# [WHAT YOU SHOULD DO]
Count the lines in the entries below that contain the string "masks", treating uppercase and lowercase as different. Reply with the number alone.

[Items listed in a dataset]

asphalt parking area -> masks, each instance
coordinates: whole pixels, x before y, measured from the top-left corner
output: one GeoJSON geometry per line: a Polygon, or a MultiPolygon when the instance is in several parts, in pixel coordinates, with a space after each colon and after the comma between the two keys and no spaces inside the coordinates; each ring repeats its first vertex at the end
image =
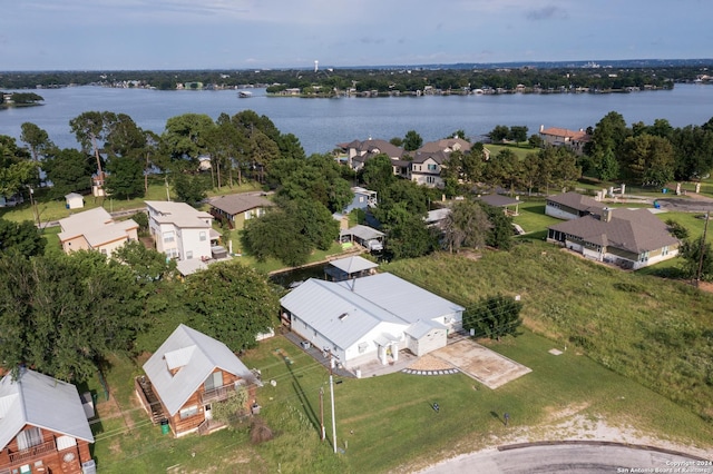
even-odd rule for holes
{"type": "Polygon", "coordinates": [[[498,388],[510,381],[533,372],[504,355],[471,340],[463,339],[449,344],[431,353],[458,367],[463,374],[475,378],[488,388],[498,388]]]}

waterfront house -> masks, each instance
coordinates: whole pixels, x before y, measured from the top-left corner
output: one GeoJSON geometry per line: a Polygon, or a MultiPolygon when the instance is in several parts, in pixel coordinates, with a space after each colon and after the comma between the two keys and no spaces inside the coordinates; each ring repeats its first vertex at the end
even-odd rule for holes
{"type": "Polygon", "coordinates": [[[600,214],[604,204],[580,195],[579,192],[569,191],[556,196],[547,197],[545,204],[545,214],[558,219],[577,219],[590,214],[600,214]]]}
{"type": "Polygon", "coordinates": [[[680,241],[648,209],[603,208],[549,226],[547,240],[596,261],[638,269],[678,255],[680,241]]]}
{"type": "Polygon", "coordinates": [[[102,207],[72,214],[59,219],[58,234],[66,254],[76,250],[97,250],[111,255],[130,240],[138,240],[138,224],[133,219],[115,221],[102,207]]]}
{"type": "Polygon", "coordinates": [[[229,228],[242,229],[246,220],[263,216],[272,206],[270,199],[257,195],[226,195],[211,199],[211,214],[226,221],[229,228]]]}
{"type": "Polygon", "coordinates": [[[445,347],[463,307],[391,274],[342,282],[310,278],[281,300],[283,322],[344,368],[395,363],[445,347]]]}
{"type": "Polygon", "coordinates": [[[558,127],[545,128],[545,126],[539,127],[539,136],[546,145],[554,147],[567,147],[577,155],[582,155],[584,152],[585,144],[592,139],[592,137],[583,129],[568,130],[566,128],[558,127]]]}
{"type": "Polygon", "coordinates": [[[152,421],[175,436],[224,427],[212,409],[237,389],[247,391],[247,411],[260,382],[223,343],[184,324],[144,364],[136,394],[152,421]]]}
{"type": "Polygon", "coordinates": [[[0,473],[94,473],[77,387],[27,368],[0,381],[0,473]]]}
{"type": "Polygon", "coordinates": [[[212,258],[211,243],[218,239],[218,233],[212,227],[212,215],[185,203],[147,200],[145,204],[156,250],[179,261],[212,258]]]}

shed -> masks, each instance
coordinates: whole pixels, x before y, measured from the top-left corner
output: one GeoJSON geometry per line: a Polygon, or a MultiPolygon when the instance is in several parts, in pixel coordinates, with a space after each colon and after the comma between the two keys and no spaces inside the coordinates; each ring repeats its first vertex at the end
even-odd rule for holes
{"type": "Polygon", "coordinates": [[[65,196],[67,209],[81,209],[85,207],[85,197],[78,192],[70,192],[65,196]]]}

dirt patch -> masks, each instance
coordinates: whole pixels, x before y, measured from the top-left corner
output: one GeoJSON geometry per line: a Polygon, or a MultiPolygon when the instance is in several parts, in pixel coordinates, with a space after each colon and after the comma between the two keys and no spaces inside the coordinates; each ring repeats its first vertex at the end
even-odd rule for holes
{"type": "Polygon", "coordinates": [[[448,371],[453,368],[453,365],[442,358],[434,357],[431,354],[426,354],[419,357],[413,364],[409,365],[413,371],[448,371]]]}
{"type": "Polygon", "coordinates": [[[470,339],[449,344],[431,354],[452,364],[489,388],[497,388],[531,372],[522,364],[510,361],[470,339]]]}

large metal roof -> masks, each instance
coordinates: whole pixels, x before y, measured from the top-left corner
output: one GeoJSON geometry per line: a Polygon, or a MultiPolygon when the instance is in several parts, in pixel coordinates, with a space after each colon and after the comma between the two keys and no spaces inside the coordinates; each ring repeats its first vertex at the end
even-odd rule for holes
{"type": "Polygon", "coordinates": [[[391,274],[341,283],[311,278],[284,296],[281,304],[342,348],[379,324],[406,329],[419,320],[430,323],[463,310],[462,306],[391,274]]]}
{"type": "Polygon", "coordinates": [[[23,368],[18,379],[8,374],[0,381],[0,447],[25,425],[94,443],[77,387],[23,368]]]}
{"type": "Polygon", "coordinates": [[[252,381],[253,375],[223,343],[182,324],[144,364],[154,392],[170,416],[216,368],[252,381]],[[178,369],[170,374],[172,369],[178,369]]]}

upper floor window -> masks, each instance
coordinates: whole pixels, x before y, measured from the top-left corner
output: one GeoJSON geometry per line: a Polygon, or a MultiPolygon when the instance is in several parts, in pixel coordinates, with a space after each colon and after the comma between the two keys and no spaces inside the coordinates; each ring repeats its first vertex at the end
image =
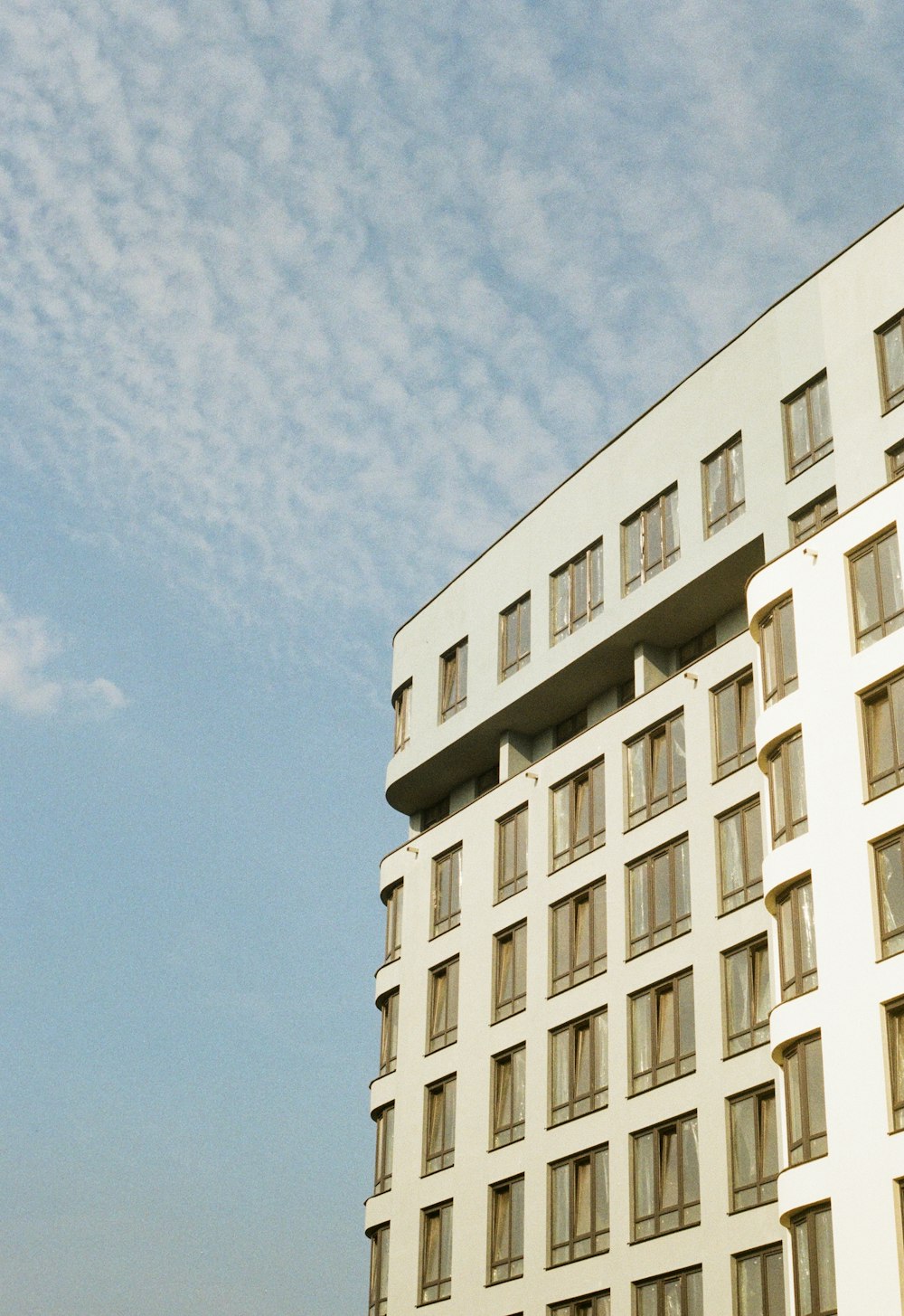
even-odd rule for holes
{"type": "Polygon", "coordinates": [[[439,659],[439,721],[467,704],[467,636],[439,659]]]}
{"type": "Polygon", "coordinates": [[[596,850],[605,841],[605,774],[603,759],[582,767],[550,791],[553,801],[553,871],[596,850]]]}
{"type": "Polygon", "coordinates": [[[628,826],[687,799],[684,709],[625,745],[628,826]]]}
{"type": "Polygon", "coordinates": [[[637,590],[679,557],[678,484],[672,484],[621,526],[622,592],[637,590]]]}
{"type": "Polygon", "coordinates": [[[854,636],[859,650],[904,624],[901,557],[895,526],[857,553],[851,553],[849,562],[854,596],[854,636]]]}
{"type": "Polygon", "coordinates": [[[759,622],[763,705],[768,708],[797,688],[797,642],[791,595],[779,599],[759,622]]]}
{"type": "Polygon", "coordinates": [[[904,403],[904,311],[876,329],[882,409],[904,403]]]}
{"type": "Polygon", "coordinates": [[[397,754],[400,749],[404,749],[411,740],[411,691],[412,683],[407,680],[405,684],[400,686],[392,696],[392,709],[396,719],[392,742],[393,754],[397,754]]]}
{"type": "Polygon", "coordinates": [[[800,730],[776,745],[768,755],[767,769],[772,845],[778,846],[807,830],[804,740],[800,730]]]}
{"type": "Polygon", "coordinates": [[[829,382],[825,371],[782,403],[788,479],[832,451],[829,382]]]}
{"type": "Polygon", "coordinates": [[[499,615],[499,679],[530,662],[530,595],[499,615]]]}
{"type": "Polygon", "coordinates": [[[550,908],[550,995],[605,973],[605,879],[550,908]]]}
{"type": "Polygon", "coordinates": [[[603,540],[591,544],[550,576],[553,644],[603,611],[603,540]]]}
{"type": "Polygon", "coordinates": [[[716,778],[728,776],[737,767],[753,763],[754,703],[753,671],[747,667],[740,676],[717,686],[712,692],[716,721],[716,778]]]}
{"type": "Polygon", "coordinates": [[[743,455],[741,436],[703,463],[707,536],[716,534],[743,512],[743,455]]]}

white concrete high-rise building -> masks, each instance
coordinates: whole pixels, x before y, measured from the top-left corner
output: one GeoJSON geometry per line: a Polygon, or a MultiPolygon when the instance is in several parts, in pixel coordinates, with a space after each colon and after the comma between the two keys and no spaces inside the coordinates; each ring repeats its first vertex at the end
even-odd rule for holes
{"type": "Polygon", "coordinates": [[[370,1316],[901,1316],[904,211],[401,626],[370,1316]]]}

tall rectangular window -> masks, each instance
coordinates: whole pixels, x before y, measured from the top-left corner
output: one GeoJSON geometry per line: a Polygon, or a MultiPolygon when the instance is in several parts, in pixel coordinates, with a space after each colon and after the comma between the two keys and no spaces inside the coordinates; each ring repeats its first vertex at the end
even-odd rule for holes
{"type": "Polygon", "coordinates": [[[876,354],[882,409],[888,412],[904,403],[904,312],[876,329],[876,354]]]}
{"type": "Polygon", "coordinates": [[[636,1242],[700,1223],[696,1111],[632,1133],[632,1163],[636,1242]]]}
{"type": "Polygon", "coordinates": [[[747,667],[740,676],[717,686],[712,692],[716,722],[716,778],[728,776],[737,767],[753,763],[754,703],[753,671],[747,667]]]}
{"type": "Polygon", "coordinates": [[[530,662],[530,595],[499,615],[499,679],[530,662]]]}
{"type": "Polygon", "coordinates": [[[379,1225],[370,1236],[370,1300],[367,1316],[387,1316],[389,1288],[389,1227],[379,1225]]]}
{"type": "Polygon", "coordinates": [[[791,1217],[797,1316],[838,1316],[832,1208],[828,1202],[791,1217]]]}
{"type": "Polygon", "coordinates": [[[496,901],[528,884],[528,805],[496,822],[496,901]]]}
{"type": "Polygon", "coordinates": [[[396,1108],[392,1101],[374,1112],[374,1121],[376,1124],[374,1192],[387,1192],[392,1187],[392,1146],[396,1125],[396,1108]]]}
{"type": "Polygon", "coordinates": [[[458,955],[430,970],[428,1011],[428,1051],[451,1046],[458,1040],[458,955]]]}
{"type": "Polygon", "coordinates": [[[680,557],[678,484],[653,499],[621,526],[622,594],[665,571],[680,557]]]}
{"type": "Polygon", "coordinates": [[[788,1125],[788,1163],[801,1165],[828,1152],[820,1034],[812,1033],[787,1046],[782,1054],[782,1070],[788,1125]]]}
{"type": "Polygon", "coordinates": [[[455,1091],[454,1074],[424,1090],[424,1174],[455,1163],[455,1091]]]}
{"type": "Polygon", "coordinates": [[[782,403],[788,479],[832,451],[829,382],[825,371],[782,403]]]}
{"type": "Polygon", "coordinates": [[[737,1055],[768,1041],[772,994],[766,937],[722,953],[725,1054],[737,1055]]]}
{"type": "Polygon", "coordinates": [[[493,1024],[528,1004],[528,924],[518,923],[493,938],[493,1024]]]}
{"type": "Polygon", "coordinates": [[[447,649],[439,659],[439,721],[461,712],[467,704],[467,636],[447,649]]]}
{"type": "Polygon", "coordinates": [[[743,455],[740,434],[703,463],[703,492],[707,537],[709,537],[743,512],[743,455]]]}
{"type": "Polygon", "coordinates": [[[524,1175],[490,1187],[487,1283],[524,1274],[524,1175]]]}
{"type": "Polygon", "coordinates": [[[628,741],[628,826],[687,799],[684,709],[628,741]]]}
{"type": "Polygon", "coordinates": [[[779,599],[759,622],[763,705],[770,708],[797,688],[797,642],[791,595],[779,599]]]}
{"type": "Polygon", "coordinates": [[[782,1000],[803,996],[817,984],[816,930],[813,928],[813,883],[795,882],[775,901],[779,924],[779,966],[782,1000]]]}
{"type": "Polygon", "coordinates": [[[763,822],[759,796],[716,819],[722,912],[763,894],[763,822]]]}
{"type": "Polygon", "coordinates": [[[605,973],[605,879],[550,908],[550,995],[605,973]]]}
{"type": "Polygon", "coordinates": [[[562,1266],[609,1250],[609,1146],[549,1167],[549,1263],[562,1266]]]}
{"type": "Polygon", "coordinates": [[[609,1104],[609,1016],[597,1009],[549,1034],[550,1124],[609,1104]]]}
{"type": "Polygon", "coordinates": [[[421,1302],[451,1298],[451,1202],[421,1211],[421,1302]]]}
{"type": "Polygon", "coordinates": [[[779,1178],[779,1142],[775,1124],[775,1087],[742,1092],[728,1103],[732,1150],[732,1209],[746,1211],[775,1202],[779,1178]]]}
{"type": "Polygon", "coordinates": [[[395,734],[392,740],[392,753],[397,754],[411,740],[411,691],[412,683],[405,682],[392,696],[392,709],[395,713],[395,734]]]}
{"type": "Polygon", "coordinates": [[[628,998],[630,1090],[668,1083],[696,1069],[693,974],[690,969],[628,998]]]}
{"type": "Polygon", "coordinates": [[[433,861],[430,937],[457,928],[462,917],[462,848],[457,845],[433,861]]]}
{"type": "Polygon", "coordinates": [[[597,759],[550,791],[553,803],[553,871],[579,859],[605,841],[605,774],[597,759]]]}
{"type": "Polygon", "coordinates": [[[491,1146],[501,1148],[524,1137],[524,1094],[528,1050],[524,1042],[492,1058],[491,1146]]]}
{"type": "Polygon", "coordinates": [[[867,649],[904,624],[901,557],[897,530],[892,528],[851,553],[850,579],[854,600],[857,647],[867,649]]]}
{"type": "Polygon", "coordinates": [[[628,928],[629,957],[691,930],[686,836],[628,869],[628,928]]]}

# [EXERCISE RESPONSE]
8